───── DATASET RECORDS

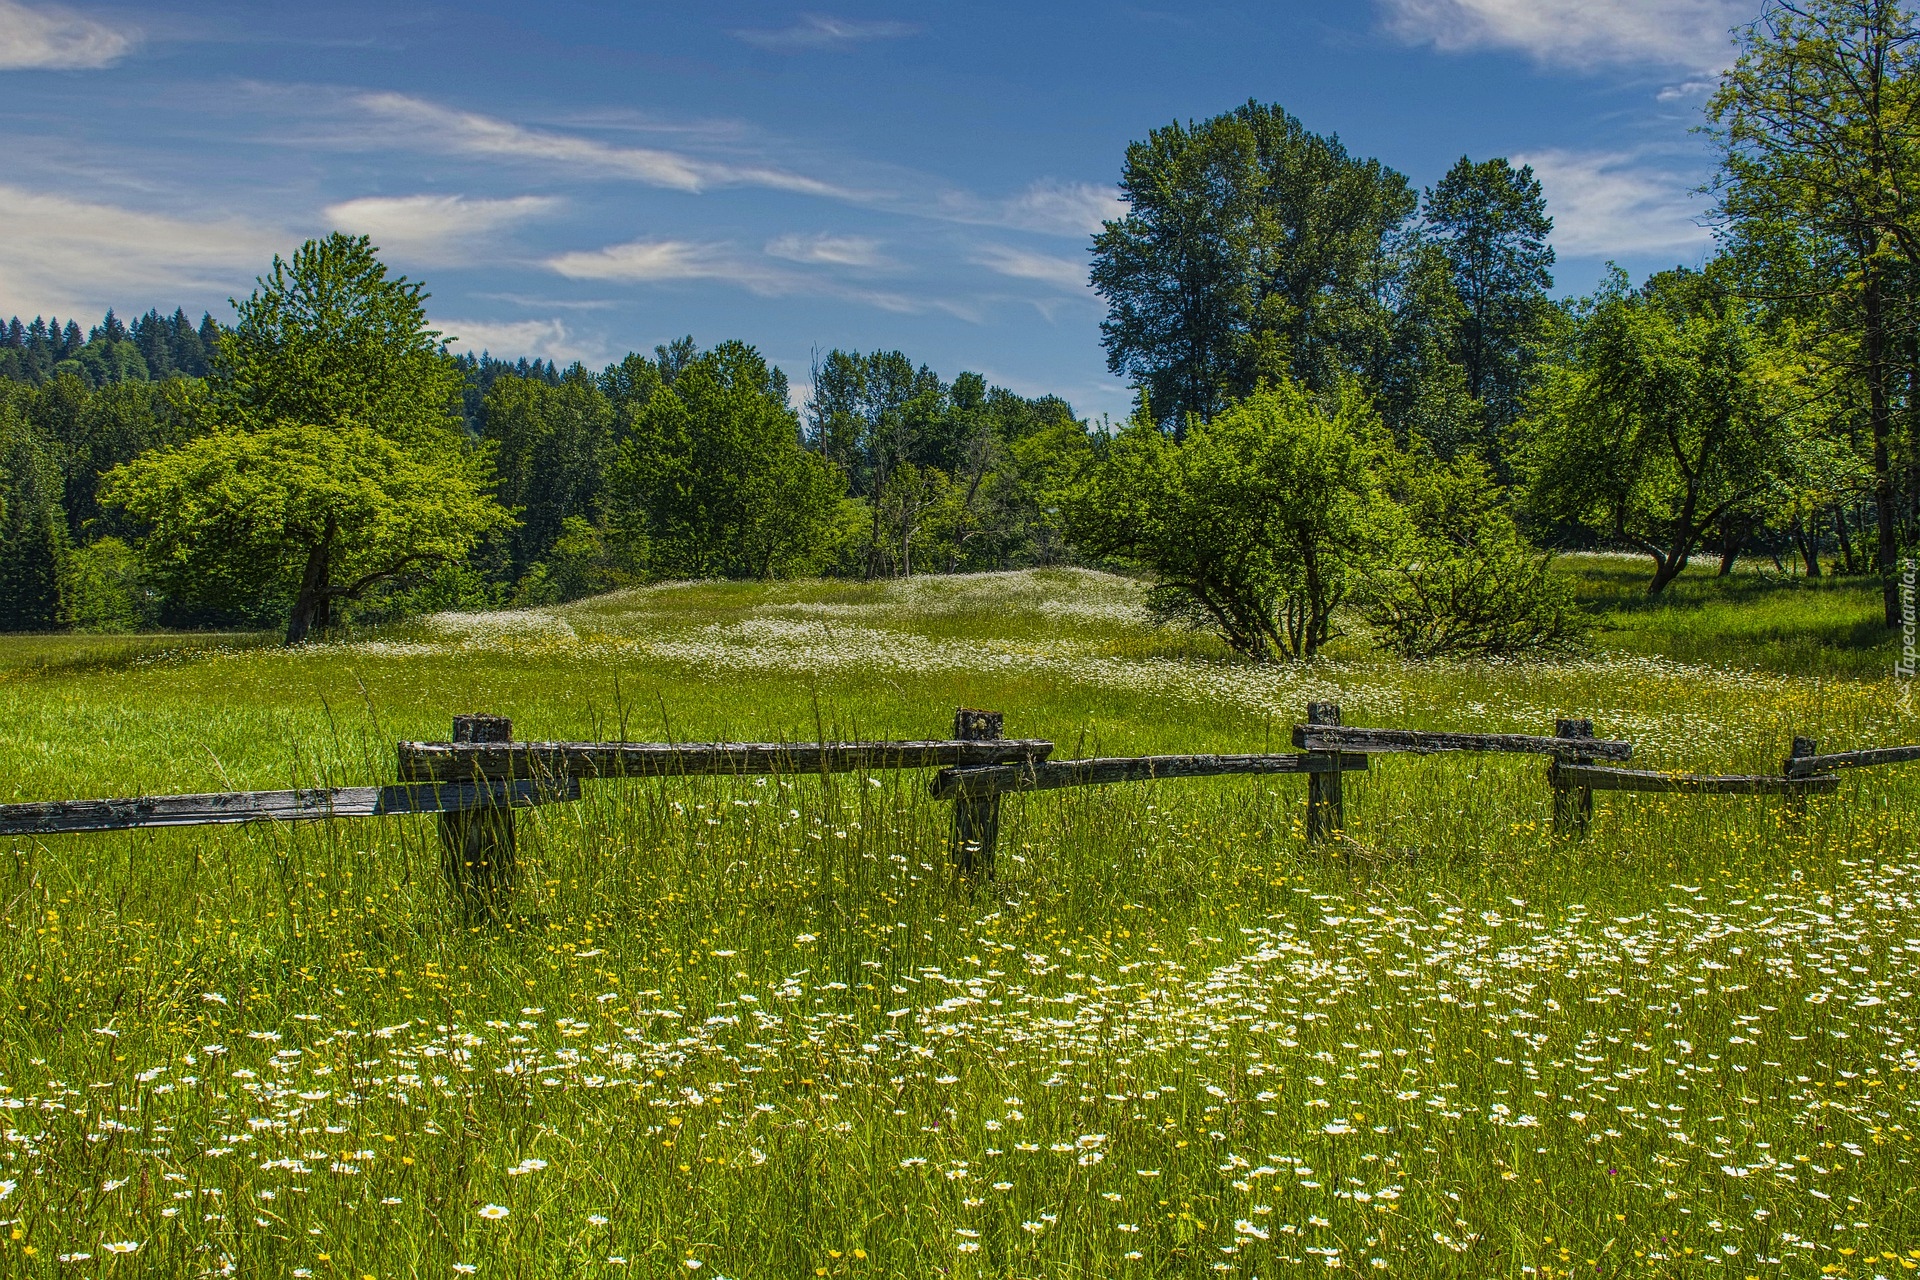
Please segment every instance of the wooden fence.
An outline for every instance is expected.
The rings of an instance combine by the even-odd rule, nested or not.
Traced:
[[[1820,755],[1795,738],[1778,774],[1662,773],[1620,767],[1628,742],[1596,738],[1590,720],[1561,720],[1553,736],[1362,728],[1340,723],[1340,708],[1310,703],[1293,727],[1298,750],[1260,755],[1130,756],[1053,760],[1053,743],[1008,738],[1000,713],[961,708],[953,737],[927,742],[515,742],[501,716],[456,716],[448,742],[398,744],[401,781],[383,787],[242,791],[59,800],[0,805],[0,836],[57,835],[213,823],[299,822],[434,813],[441,865],[464,913],[500,912],[517,879],[516,809],[580,799],[586,781],[765,774],[835,774],[937,769],[930,791],[953,803],[952,856],[961,873],[990,878],[1003,796],[1229,774],[1300,774],[1307,779],[1306,837],[1326,841],[1346,825],[1343,777],[1377,755],[1451,752],[1547,757],[1553,830],[1584,835],[1595,791],[1787,797],[1838,789],[1835,770],[1920,760],[1920,745]]]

──────────

WORK TASK: Could the data above be copied out exactly, with no pictures kept?

COMPLETED TASK:
Please segment every instance of the wooden fence.
An outline for every instance is expected.
The rings of an instance combine by the even-odd rule, nested or not.
Traced:
[[[1820,755],[1795,738],[1778,774],[1662,773],[1620,767],[1628,742],[1596,738],[1590,720],[1561,720],[1553,736],[1362,728],[1340,723],[1340,708],[1310,703],[1293,727],[1298,750],[1260,755],[1130,756],[1053,760],[1053,743],[1008,738],[1000,713],[961,708],[953,737],[927,742],[515,742],[501,716],[456,716],[448,742],[398,744],[401,781],[383,787],[242,791],[59,800],[0,805],[0,836],[57,835],[213,823],[299,822],[434,813],[441,865],[464,913],[500,912],[517,879],[516,809],[580,799],[586,781],[765,774],[835,774],[937,769],[930,791],[953,803],[952,856],[961,873],[990,878],[1003,796],[1229,774],[1300,774],[1307,779],[1306,837],[1326,841],[1346,825],[1343,777],[1377,755],[1451,752],[1547,757],[1553,830],[1584,835],[1595,791],[1787,797],[1838,789],[1835,770],[1920,760],[1920,745]]]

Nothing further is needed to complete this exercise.